(AIM OF THE EXERCISE):
Take the records underneath and set them down exactly.

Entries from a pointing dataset
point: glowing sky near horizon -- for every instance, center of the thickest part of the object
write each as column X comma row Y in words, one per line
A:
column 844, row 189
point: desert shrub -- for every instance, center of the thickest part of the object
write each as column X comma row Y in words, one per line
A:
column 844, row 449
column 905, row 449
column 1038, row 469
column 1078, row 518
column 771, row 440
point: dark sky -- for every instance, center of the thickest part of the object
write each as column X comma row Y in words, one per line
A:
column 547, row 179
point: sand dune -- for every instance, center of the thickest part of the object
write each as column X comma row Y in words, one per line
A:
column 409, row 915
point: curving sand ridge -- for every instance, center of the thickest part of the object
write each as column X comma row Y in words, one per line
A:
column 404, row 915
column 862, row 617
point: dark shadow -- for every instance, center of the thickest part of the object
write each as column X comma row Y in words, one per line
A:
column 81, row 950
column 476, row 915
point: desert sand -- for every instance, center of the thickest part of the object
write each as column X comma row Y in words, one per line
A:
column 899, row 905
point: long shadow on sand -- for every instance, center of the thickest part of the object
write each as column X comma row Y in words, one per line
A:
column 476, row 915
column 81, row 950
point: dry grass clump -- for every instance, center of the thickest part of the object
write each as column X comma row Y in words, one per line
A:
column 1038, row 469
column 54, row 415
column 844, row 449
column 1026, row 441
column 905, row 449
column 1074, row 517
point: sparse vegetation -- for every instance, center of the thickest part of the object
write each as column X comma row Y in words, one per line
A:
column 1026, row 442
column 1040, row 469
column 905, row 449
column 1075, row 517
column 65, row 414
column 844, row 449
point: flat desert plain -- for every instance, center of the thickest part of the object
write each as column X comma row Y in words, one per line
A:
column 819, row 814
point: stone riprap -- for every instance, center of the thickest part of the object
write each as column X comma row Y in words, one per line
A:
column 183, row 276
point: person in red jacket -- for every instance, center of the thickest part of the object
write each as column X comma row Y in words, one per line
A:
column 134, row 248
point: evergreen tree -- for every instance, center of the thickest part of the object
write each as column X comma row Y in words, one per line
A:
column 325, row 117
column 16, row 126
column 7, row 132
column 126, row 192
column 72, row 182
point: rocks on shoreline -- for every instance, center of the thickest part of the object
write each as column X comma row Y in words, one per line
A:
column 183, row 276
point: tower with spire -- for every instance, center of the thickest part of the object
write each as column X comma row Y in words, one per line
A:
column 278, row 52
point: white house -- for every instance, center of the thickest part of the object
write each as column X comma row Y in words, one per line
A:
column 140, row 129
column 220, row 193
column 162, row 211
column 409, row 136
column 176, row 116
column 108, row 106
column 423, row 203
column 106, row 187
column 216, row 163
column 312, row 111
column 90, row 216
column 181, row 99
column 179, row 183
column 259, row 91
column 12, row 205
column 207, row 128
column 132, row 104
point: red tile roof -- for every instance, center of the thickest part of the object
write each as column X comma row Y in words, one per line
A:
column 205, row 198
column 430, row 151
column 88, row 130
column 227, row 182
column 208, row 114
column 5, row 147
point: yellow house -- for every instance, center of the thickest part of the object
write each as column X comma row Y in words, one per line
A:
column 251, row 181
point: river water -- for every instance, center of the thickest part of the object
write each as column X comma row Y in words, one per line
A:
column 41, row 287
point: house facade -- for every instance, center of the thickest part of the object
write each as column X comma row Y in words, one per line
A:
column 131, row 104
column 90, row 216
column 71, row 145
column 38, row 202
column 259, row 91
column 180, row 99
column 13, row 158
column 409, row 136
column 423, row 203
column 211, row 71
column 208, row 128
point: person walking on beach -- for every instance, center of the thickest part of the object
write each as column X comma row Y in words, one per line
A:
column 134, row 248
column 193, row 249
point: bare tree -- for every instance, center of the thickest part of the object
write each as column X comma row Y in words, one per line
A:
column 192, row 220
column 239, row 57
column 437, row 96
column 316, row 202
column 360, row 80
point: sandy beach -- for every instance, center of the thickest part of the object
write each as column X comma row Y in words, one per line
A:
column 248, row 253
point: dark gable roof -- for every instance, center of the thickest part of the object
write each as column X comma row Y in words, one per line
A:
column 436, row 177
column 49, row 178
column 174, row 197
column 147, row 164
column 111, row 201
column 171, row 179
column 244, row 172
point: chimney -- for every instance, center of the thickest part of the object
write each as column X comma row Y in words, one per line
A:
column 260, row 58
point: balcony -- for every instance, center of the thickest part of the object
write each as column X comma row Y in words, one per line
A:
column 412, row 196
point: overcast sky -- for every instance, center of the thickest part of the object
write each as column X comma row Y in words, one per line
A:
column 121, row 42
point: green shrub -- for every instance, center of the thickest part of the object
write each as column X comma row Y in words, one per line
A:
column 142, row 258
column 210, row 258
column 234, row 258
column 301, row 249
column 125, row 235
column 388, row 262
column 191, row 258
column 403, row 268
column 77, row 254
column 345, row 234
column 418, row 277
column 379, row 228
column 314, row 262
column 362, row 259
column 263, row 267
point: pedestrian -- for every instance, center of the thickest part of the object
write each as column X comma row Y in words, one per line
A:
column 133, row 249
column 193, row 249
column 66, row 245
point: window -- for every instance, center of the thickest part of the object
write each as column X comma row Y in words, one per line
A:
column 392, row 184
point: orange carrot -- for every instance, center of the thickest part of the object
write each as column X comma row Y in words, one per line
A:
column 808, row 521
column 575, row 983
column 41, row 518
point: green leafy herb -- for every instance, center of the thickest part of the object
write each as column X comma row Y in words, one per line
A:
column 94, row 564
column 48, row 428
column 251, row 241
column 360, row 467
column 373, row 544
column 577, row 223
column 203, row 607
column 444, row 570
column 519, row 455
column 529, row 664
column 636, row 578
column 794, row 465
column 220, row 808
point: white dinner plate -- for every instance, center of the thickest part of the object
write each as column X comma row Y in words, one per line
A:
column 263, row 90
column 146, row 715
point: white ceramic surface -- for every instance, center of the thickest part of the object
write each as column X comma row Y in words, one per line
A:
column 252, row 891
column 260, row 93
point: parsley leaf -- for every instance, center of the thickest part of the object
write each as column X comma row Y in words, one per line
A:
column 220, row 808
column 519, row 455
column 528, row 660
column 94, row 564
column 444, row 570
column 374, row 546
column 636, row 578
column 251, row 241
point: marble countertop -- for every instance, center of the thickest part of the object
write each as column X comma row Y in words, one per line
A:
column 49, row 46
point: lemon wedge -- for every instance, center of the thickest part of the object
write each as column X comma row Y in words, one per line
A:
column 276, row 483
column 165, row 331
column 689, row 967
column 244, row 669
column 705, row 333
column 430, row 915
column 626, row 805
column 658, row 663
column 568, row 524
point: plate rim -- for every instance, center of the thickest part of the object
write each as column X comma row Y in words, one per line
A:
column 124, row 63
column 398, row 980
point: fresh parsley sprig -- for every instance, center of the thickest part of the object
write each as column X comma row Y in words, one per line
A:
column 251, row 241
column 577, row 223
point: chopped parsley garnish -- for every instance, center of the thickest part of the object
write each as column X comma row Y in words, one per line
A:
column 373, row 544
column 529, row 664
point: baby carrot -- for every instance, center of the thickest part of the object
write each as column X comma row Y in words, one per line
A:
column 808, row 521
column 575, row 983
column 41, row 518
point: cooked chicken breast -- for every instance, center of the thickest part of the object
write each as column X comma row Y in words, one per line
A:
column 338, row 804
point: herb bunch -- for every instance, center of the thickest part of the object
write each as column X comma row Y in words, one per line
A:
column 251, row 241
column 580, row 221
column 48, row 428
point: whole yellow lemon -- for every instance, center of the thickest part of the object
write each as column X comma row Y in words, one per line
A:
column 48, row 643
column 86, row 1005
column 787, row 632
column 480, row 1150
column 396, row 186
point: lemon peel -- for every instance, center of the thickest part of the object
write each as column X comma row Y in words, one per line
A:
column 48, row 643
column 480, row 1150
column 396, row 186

(CORRECT RESULT):
point: glowing sky near horizon -- for every instance, center of the thickest part of the object
write each as column X comma row Y in words, one per line
A:
column 844, row 189
point: desert shrub -- for every instance, center of the thickest part of the object
write each as column X comma row Y in words, one per line
A:
column 844, row 449
column 905, row 449
column 1038, row 469
column 1078, row 518
column 771, row 440
point: dark sky -- for every instance, center of the thickest part of the object
write each as column X comma row Y in words, one per line
A:
column 547, row 179
point: sand dune -- for every instance, center of the thickest part of the object
write each as column X comma row Y in words, one per line
A:
column 409, row 915
point: curving sand ridge -- for every instance, center of the thickest part of the object
write each as column X comma row Y in words, one per line
A:
column 404, row 915
column 862, row 617
point: dark shadow -- for every instance, center of the thickest part of the object
write each as column X comma row Y in words, one per line
A:
column 81, row 950
column 476, row 915
point: desert sand -- for every instance, center of the thickest part of the object
write each as column X comma row Y in words, one per line
A:
column 899, row 905
point: long shadow on sand -- for every instance, center of the thickest part of the object
write each as column X comma row Y in words, one per line
A:
column 476, row 915
column 81, row 950
point: dry grass clump -- for every instance, center of the thickest part of the object
write each as column X comma row Y in words, one per line
A:
column 1038, row 469
column 54, row 415
column 844, row 449
column 1026, row 441
column 905, row 449
column 1074, row 517
point: sparse vegetation -- for every instance, center of the thickest part of the object
write each as column X comma row Y in words, one per line
A:
column 1026, row 442
column 1040, row 469
column 905, row 449
column 1075, row 517
column 65, row 414
column 844, row 449
point: flat desert plain -- for every instance, center of the thickest part of the object
write each as column X comma row Y in words, one per line
A:
column 819, row 814
point: stone riprap -- for every instance, center of the thickest part of the object
write each as column X comma row Y in words, one per line
A:
column 183, row 276
point: person in red jacket -- for every instance, center of the thickest part of the object
write each as column X comma row Y in words, one per line
A:
column 134, row 248
point: evergreen tree -- for every instance, center of the thickest part of the object
write each as column X comma row Y in words, one per line
A:
column 325, row 117
column 16, row 126
column 7, row 132
column 126, row 192
column 72, row 182
point: rocks on shoreline -- for every instance, center of the thickest part of the object
write each as column X comma row Y in words, one per line
A:
column 183, row 276
point: tower with spire -- for every instance, center of the thickest part of the object
write each as column X comma row Y in words, one per line
A:
column 278, row 52
point: white house -- for every instance, center of the thickest part of the object
write each as column X comma row Y in words, one per line
A:
column 140, row 129
column 220, row 193
column 162, row 211
column 409, row 136
column 176, row 116
column 108, row 106
column 423, row 203
column 106, row 187
column 216, row 163
column 312, row 111
column 90, row 216
column 181, row 99
column 179, row 183
column 259, row 91
column 12, row 205
column 207, row 128
column 132, row 104
point: red tile roof -- for every instance, center of the thickest part of the object
write each as column X comma row Y in words, one per line
A:
column 205, row 198
column 430, row 151
column 88, row 130
column 227, row 182
column 208, row 114
column 5, row 147
point: yellow house -- for every instance, center of the thickest part of the object
write each as column X comma row Y in words, one per line
A:
column 251, row 181
point: river water -- for every instance, center of the thickest part of the object
write each as column X comma row Y in words, one per line
A:
column 41, row 287
point: house facade -- for every instance, center of the thickest part of the object
write each as column X comma row Y in words, one per line
A:
column 131, row 104
column 90, row 216
column 71, row 145
column 38, row 202
column 259, row 91
column 180, row 99
column 13, row 158
column 409, row 136
column 423, row 203
column 211, row 71
column 208, row 128
point: person walking on beach -- for every instance, center of the thickest part of the object
write each as column X comma row Y in words, one per line
A:
column 134, row 248
column 193, row 249
point: bare tree -- for every instance, center of the thickest part of the object
write each as column X comma row Y in words, one per line
A:
column 192, row 220
column 239, row 57
column 437, row 96
column 316, row 202
column 360, row 80
point: sandy beach -- for every instance, center of the thickest part of the object
write each as column X comma row Y in words, one per line
A:
column 248, row 253
point: dark gable roof -- for every instance, center of the thickest part of the object
write each as column X comma row Y in words, one per line
A:
column 436, row 177
column 49, row 178
column 174, row 197
column 147, row 164
column 111, row 201
column 171, row 179
column 244, row 172
point: chimney -- for every instance, center of the thickest part of the object
write each as column X comma row Y in words, one per line
A:
column 260, row 58
point: balcony -- for every instance, center of the thickest part of the object
write each as column X comma row Y in words, one per line
A:
column 412, row 196
point: overcast sky -- for every instance, center of the thickest part of the object
write each as column X comma row Y in words, one per line
A:
column 121, row 42
point: green shrub -- for every instance, center of the thickest part of the object
write each as column X comma row Y in words, one per line
A:
column 142, row 258
column 210, row 258
column 234, row 258
column 301, row 249
column 125, row 235
column 388, row 262
column 191, row 258
column 403, row 268
column 77, row 254
column 345, row 234
column 418, row 277
column 379, row 228
column 314, row 262
column 362, row 259
column 263, row 267
point: pedestrian -- for every instance, center of the thickest part of the object
write each as column X comma row Y in words, one per line
A:
column 133, row 249
column 193, row 249
column 66, row 245
point: window -- for every instance, center of the thickest part of the object
write each as column X comma row Y in words, one per line
A:
column 392, row 184
point: orange carrot -- for every instance, center of the thickest part of the object
write each as column X comma row Y in words, one per line
A:
column 808, row 521
column 575, row 983
column 41, row 518
point: green leafy herb -- for every instance, center of the thickest part of the object
write each as column X comma row Y in words, one per line
A:
column 94, row 564
column 48, row 428
column 251, row 241
column 360, row 467
column 373, row 544
column 577, row 223
column 203, row 607
column 444, row 570
column 519, row 455
column 529, row 664
column 636, row 578
column 794, row 465
column 220, row 808
point: white dinner plate -- for every instance, center of the thickest part of the object
write each as column X comma row Y in words, one per line
A:
column 263, row 90
column 146, row 715
point: white ceramic surface -- for every instance, center of the thickest part of the object
write each as column X comma row Y in words, one per line
A:
column 252, row 891
column 260, row 93
point: parsley leaf -- for every instance, center of the thickest part of the object
write each as column X comma row Y in words, one per line
A:
column 220, row 808
column 519, row 455
column 528, row 660
column 94, row 564
column 444, row 570
column 374, row 546
column 636, row 578
column 251, row 241
point: marble countertop -- for every instance, center of the thickest part of the object
write each as column X comma row Y in words, one per line
A:
column 49, row 46
point: lemon wedge -- for every instance, center of the thickest part of the object
write each as column X comma row Y in words, one per line
A:
column 276, row 483
column 165, row 331
column 689, row 967
column 244, row 669
column 705, row 333
column 430, row 915
column 626, row 805
column 658, row 663
column 568, row 524
point: plate rim -- for every instance, center of the thickest part of the object
write each as column X comma row Y in words, one per line
A:
column 124, row 63
column 398, row 980
point: fresh parsley sprig -- for every instance, center of the thickest part of the object
write each as column X comma row Y in words, one per line
A:
column 251, row 241
column 577, row 223
point: chopped parsley garnish -- for every instance, center of the thickest part of the object
write each as column X comma row Y in words, one per line
A:
column 373, row 544
column 529, row 664
point: baby carrot -- for every instance, center of the thickest part of the object
write each as column X comma row Y in words, one per line
A:
column 808, row 521
column 575, row 983
column 41, row 518
point: cooked chicken breast -- for every instance, center of the thickest part of the object
write each as column X comma row Y in words, one per line
A:
column 338, row 804
point: herb bunch -- for every instance, center of the thickest part of the object
write each as column X comma row Y in words, one per line
A:
column 251, row 241
column 580, row 221
column 48, row 428
point: whole yellow lemon -- for every instance, center of the thickest part of the object
write each as column X comma row Y in words, one per line
A:
column 48, row 643
column 86, row 1005
column 787, row 632
column 480, row 1150
column 396, row 186
point: lemon peel -- for every instance, center of the thickest part of the object
write each as column X comma row Y in words, one per line
A:
column 48, row 643
column 480, row 1150
column 396, row 186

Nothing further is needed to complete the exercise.